#### [TASK INPUTS]

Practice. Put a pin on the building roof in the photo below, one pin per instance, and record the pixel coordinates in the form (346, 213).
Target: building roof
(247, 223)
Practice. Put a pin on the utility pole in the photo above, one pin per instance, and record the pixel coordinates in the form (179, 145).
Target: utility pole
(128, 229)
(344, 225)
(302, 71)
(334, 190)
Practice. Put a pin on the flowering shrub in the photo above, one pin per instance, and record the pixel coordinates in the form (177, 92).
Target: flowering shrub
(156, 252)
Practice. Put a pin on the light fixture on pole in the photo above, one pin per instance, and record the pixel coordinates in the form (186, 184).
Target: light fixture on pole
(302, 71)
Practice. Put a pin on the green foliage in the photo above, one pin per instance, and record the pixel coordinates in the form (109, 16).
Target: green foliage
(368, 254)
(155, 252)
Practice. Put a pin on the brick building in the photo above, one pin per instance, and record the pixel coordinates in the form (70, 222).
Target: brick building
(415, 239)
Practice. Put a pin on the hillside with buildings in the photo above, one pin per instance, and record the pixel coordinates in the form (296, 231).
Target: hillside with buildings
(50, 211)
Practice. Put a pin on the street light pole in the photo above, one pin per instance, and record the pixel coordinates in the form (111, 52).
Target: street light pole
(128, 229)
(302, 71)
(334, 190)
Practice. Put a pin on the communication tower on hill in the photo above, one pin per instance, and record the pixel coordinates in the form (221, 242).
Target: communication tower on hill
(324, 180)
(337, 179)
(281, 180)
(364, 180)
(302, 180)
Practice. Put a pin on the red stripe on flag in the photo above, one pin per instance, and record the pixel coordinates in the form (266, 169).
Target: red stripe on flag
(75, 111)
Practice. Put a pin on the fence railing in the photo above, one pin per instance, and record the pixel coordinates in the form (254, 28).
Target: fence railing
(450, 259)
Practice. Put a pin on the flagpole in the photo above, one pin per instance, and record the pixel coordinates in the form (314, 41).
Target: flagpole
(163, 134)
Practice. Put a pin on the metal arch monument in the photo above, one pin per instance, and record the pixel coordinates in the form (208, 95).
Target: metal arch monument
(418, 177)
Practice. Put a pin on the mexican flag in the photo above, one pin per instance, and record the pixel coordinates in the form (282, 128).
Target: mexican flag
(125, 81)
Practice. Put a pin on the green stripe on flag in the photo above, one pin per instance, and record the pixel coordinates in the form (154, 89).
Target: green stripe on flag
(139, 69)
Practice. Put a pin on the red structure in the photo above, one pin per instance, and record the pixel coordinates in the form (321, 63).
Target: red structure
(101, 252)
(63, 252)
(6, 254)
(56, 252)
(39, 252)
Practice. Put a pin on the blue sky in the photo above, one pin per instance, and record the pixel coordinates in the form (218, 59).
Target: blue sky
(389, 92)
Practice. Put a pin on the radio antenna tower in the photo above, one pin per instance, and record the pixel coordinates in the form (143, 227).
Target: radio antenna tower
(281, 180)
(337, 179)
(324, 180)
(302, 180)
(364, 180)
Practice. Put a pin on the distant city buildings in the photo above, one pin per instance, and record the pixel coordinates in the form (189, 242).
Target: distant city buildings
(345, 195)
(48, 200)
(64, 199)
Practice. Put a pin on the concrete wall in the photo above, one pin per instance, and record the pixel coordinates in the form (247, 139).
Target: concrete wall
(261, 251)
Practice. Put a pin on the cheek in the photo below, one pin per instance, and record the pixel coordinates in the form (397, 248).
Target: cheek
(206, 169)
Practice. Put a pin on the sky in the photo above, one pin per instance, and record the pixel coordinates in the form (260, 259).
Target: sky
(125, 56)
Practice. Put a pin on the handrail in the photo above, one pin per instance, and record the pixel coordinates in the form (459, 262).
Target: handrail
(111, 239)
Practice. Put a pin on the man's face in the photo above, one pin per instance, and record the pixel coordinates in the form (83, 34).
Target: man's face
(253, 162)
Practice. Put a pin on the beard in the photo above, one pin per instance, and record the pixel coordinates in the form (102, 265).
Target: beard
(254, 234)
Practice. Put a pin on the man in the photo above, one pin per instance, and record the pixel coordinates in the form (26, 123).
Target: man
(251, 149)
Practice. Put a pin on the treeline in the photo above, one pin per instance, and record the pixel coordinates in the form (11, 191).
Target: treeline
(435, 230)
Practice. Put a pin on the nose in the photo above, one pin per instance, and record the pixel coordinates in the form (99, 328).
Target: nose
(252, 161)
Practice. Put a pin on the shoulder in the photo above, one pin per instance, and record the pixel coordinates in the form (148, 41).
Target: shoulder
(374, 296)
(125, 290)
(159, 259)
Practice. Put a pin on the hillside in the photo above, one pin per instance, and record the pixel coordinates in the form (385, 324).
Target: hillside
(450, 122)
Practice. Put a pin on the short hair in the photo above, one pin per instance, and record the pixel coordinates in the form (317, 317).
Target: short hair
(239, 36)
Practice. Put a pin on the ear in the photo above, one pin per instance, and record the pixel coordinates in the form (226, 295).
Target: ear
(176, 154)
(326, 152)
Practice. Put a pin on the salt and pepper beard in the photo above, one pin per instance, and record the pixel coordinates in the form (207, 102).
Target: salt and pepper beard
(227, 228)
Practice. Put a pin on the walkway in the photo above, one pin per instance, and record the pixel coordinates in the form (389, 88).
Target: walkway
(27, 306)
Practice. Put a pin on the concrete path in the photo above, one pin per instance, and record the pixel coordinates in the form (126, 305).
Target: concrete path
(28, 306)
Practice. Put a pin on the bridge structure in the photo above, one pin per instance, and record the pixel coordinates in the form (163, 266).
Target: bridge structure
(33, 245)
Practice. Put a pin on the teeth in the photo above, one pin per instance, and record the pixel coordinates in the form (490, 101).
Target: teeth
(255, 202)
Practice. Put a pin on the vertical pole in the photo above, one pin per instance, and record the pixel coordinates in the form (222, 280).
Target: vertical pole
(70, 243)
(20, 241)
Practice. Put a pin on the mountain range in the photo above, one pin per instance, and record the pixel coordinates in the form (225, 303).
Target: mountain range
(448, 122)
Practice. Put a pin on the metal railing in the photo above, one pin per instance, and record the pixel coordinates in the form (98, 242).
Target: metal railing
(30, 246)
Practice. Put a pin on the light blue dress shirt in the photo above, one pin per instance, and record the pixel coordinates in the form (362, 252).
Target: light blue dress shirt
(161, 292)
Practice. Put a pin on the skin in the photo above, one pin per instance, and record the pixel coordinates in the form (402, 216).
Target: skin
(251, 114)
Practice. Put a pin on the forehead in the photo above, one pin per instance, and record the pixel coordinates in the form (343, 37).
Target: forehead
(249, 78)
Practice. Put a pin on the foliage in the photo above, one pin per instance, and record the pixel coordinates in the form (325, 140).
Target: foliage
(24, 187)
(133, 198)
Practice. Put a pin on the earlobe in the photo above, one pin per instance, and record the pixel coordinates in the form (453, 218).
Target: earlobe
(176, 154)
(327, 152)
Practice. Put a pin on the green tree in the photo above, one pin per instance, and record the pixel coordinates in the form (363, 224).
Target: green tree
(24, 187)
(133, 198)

---

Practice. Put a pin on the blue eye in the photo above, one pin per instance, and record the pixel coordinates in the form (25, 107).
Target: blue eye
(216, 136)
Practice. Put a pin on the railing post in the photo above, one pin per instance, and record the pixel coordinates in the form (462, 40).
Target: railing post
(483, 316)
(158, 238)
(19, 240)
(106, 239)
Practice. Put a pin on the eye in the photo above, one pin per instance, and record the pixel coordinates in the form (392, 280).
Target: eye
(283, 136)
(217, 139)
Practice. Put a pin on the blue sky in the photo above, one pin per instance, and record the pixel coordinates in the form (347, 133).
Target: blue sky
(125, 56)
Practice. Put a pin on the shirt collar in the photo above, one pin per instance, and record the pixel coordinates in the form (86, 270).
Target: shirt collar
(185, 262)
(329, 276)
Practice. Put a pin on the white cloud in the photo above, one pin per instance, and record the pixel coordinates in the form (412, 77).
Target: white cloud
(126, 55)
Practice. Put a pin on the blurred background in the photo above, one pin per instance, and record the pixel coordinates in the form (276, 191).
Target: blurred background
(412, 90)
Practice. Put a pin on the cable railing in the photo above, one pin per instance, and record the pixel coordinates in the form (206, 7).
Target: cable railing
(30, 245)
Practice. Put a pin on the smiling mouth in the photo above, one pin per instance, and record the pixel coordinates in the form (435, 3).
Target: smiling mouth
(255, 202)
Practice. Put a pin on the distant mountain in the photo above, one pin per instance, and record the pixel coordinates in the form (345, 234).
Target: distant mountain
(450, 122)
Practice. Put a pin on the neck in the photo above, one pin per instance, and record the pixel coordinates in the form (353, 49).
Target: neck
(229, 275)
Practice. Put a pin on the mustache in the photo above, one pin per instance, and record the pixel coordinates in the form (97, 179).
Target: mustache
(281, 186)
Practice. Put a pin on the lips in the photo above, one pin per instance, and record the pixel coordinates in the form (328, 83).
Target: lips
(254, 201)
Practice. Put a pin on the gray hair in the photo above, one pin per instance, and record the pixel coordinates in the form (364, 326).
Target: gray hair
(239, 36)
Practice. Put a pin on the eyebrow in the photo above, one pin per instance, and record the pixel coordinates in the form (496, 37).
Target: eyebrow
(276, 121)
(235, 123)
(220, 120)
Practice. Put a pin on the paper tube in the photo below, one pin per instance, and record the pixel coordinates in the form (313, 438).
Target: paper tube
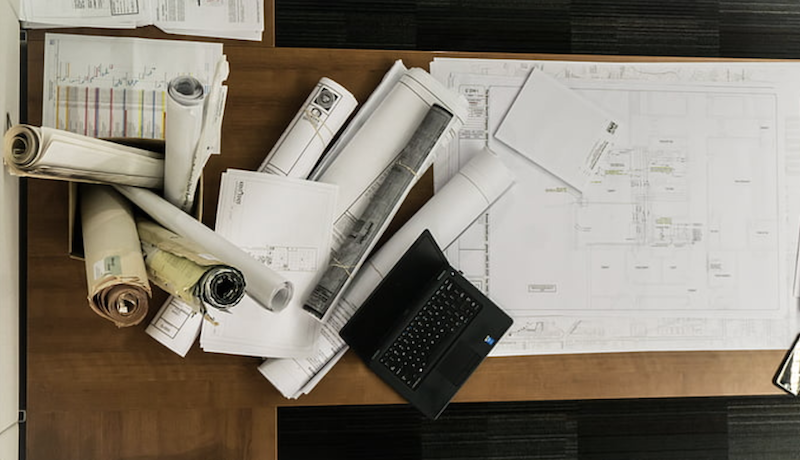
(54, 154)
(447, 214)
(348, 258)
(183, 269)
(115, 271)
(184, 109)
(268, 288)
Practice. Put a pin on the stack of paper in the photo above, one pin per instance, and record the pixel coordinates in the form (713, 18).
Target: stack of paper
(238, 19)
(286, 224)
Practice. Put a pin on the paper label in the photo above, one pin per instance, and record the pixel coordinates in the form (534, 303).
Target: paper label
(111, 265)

#### [EXERCISE INSTRUCTIONS]
Reproduce exactly the entries above, limited to the lines from the one with "Practice. Put a pin on the hillside with" through the one with "Practice. Put a pin on the communication", both included.

#### [OUTPUT BELOW]
Practice. Put a pin on the hillside with buildings in the photo above, one pin per instance, and record the pixel coordinates in the form (296, 231).
Target: hillside with buildings
(50, 211)
Practice. Put a pin on the street light pole in the photo above, one pin per instance, and record the pixel coordinates in the form (111, 52).
Target: street light pole
(128, 229)
(302, 71)
(334, 190)
Practice. Put a pin on the communication tower on hill in the photo above, one pin per instance, and record the pixel coordinates in the form (221, 242).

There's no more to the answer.